**DEINE AUFGABE**
Wähle bitte aus den Datensätzen jede Zeile aus, die das Wort „marshmallow“ enthält, und gib diese Zeilen wortgetreu wieder.

**ZU NUTZENDE DATENSÄTZE**

----

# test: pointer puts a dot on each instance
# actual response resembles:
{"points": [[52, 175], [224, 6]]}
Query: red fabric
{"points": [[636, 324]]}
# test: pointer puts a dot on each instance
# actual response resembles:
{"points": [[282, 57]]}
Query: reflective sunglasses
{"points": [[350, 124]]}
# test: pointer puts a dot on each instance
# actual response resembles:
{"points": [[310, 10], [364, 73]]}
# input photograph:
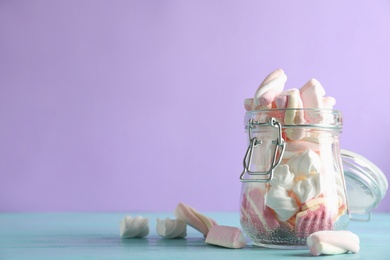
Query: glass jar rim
{"points": [[308, 117]]}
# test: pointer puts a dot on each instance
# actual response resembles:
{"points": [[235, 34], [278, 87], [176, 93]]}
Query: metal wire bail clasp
{"points": [[280, 146]]}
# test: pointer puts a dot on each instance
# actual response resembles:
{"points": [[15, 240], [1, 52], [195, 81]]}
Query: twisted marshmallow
{"points": [[134, 227], [284, 206], [333, 242], [193, 218], [171, 228]]}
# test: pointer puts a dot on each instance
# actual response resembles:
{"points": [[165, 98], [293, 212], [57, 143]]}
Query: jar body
{"points": [[305, 192]]}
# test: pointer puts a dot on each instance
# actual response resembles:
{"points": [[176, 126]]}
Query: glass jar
{"points": [[293, 181]]}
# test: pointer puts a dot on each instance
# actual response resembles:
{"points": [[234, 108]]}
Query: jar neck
{"points": [[292, 118]]}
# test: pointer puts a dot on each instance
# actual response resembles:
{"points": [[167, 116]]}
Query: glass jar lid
{"points": [[366, 183]]}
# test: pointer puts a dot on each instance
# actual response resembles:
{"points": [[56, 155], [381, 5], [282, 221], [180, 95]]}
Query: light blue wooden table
{"points": [[96, 236]]}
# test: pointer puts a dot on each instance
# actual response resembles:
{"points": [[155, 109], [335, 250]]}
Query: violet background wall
{"points": [[138, 105]]}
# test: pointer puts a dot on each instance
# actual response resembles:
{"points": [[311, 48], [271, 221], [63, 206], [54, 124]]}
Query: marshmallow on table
{"points": [[281, 202], [333, 242], [134, 227], [193, 218], [171, 228], [271, 86], [225, 236]]}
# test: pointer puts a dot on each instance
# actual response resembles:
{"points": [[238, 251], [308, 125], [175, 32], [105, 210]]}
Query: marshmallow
{"points": [[271, 86], [312, 93], [193, 218], [282, 176], [134, 227], [284, 206], [308, 189], [306, 163], [312, 220], [255, 213], [230, 237], [171, 228], [328, 102], [329, 242]]}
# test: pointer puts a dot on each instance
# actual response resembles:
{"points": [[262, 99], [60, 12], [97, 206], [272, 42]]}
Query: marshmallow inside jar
{"points": [[292, 182]]}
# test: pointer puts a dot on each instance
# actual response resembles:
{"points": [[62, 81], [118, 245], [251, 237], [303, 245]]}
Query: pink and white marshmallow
{"points": [[329, 242], [171, 228], [134, 227], [225, 236], [193, 218]]}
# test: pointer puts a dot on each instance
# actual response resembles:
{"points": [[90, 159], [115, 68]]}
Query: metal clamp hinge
{"points": [[277, 156]]}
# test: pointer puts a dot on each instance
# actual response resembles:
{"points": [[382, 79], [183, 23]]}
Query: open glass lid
{"points": [[366, 183]]}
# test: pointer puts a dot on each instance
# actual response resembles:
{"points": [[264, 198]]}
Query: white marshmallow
{"points": [[308, 189], [225, 236], [171, 228], [273, 84], [284, 206], [283, 177], [134, 227], [305, 163], [312, 93]]}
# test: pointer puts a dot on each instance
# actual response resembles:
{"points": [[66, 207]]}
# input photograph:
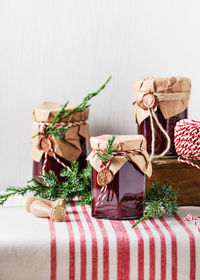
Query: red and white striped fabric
{"points": [[86, 248]]}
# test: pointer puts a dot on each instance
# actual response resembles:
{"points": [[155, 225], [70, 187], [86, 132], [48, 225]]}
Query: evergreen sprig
{"points": [[158, 198], [75, 184], [59, 132], [107, 154]]}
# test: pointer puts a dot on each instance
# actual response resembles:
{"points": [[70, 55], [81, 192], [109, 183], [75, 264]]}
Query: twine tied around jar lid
{"points": [[170, 94], [125, 148]]}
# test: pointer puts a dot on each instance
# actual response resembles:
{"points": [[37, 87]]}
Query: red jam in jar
{"points": [[125, 196], [160, 140]]}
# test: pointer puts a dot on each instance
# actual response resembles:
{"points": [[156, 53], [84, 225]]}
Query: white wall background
{"points": [[54, 50]]}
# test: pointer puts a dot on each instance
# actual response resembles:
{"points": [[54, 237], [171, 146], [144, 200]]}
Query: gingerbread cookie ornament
{"points": [[148, 101]]}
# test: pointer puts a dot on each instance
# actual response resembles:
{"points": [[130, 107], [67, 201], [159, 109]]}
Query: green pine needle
{"points": [[48, 186], [107, 154], [159, 198], [59, 132]]}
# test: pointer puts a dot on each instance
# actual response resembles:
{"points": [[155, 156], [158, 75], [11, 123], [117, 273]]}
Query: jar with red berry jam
{"points": [[51, 153], [118, 185], [159, 104]]}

----

**VOLLSTÄNDIGE ANTWORT**
Query: twisted marshmallow
Query: marshmallow on table
Query: marshmallow
Query: marshmallow inside jar
Query: pink and white marshmallow
Query: white marshmallow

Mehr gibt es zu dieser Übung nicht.